> _AUSGEWÄHLTER TEXT_
━━━━
Der 82-Jährige, der immerhin mit seinem Auftritt beim Festival ein großes Kino füllt, weil diese „jungen Leute“ allesamt von seinen Erfahrungen lernen wollen, macht wenig Aufhebens von sich. In der kleinen Bar in der Astor Film Lounge MyZeil wirkt er eher wie ein Urlauber, wie er mit nackten Füßen in Birkenstock-Sandalen und mit einem Strohhut auf dem Kopf zum Interview kommt.

Stephen Frears: Auszeichnung über Auszeichnung
Grund genug, sich auf seine Karriere etwas einzubilden, oder wenigstens huldvoll die nächste Ehrung für sein Schaffen entgegenzunehmen, hätte er, seit er 1985 mit dem Film „Mein wunderbarer Waschsalon“ zu einem der führenden Regisseure des New British Cinema aufstieg. Wichtige Werke wie Gefährliche Liebschaften, Grifters, Mary Reilly, High Fidelity, Die Queen, Philomena oder Florence Foster Jenkins folgten. So viele, dass Adrian Wootton, Chef von Film London und der British Film Commission, bei der B3-Masterclass in dem Frankfurter Kino gar nicht alle Ausschnitte zeigen konnte.
Aber vielleicht hat Stephen Frears bereits zu viele Preise – vom Emmy über den César und den Silbernen Bären der Berlinale bis hin zu zahlreichen Nominierungen für Oscar, Golden Globe und BAFTA – erhalten, um das noch ausgiebig feiern zu können. Er sei dankbar für die Freundlichkeit, sagt er hinterher schlicht.
Stephen Frears: Nicht besser, aber schneller
Er sei insgesamt dankbar für seine Karriere, fügt er hinzu. Denn auch nach ihr gefragt, schwelgt er nicht etwa in Anekdoten, wie er auf die Ideen zu seinen Filmen kam und Erlebnissen mit den namhaften Schauspielern, mit denen er gearbeitet hat – von Judy Dench, Glenn Close, Meryl Streep über Michelle Pfeiffer bis hin zu John Malkovich und Hugh Grant. Vielmehr spricht er immer wieder von glücklichen Umständen und den richtigen Büchern, mit guten Geschichten, Charakteren und Humor. „Das Drehbuch war brillant und kam zur richtigen Zeit“, begründet er zum Beispiel, warum „Mein wunderbarer Waschsalon“ so ein Erfolg geworden sei. Immerhin war er damals schon Ende 40.
━━━━
> _LERNMATERIAL_
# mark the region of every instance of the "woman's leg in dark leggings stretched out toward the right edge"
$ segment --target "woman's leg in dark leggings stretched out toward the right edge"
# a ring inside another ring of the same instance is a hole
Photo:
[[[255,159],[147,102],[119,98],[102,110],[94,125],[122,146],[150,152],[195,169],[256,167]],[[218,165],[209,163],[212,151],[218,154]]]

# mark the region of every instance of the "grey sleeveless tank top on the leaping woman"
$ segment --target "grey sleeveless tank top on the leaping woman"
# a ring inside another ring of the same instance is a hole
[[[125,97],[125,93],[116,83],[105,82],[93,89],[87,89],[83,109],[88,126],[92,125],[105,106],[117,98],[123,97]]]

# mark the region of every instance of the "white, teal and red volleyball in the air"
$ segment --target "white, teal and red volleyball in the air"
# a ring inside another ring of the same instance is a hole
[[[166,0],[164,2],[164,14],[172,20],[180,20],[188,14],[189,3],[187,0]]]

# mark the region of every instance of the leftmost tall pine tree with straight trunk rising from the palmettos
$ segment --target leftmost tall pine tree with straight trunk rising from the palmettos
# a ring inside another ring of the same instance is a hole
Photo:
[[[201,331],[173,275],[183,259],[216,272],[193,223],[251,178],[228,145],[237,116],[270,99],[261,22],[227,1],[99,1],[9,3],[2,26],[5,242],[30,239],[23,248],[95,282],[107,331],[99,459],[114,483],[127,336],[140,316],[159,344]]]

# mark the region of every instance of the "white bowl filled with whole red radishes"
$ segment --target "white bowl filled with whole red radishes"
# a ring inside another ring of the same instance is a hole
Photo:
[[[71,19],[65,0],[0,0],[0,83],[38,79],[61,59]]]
━━━━
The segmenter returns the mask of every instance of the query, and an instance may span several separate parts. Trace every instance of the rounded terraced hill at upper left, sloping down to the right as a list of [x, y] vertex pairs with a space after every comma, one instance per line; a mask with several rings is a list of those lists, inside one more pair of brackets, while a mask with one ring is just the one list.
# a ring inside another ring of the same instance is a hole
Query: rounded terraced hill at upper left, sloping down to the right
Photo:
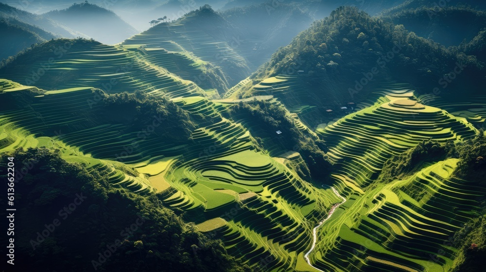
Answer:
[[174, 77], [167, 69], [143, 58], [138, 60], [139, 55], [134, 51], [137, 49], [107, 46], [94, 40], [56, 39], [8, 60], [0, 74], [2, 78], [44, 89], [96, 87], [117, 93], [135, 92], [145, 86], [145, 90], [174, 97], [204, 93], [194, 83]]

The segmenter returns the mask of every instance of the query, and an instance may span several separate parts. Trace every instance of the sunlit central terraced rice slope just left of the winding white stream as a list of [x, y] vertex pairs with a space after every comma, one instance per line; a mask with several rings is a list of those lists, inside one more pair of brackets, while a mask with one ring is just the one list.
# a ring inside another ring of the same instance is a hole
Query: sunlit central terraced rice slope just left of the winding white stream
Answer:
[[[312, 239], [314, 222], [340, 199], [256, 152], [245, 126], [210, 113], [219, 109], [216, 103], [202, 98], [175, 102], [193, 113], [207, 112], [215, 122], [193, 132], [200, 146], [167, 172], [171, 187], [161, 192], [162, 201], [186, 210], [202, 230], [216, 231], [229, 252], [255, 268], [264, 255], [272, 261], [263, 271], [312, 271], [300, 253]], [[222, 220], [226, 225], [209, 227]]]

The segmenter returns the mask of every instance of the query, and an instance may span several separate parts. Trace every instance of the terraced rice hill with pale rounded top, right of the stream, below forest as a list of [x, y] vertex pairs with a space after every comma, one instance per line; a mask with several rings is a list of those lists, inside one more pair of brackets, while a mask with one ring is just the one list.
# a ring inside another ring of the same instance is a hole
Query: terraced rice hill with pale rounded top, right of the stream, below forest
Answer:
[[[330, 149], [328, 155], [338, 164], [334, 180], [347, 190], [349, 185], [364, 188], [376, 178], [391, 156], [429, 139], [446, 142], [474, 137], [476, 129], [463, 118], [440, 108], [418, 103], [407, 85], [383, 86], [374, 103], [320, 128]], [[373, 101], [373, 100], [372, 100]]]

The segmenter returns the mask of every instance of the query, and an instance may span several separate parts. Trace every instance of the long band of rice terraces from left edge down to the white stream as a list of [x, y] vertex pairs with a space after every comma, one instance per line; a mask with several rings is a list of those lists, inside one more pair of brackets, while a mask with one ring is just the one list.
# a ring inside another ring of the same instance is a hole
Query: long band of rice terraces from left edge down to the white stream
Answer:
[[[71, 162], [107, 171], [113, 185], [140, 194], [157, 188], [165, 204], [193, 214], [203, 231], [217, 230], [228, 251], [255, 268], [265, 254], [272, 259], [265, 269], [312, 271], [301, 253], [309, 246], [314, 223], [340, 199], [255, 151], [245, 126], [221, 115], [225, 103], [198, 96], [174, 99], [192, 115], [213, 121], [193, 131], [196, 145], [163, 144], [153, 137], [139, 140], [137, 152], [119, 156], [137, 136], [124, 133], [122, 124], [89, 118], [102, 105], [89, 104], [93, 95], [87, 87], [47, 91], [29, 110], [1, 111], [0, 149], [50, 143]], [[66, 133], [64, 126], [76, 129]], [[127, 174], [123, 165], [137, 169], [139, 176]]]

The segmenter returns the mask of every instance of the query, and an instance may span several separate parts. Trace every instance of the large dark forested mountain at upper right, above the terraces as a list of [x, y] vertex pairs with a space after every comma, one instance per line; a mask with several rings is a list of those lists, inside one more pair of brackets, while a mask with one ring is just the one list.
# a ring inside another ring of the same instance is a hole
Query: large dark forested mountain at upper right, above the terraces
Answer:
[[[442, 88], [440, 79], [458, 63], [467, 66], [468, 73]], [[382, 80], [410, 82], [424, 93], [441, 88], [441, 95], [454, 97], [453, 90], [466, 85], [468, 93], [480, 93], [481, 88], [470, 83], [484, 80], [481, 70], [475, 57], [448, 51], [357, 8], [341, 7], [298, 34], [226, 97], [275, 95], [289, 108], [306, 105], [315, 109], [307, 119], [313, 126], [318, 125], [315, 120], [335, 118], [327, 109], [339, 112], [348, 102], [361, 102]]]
━━━━
> _AUFGABENSTELLUNG_
Greifen Sie den Text über Stephen Frears nach seinem letzten Satz wieder auf und schreiben Sie ihn weiter.

> _ANTWORT ZUR ÜBUNG_
Seine ersten Filme und Serien hatte er nach einem Jura-Studium an der Universität Cambridge für die BBC und für das Fernsehen gedreht. „Ich war immer Freiberufler. Ich habe damals mit den besten Autoren gearbeitet. Es war großartig, nur mit dem kleinen Nachteil, dass man beim Fernsehen nicht reich wird.“

Für seinen Film „Gefährliche Liebschaften“ arbeitete er zum ersten Mal mit amerikanischen Schauspielern zusammen. Er habe lernen müssen, Nahaufnahmen zu machen, erzählt er. „Die Schauspieler waren die weiten Einstellungen aus dem britischen Theater nicht gewöhnt.“ Dass der tschechische Regisseur Miloš Forman fast zeitgleich denselben Roman unter dem Titel „Valmont“ verfilmte, aber weniger erfolgreich damit war, sieht Frears in der Rückschau ebenfalls mit Humor. „Ich wollte nicht in Konkurrenz mit Miloš treten. Ich weiß nicht, ob ich besser war, ich war nur schneller.“
Lächerlich und berührend
Auf ein bestimmtes Genre ließ sich Stephen Frears nie festlegen. In Hollywood drehte er unter anderem den Horrorfilm „Mary Reilly“ mit Julia Roberts und kurz darauf den Western „Hi-Lo Country“. Für die großen Studios zu arbeiten, sei aber nicht seine Sache gewesen, erzählt er. Er habe feststellen müssen, dass er viel unabhängiger sei, als er gedacht hätte. Soziale und politische Themen finden sich dafür immer wieder in seinen Filmen. Auch im Gespräch fragt er nach deutscher Politik und schimpft auf den aktuellen britischen Premierminister.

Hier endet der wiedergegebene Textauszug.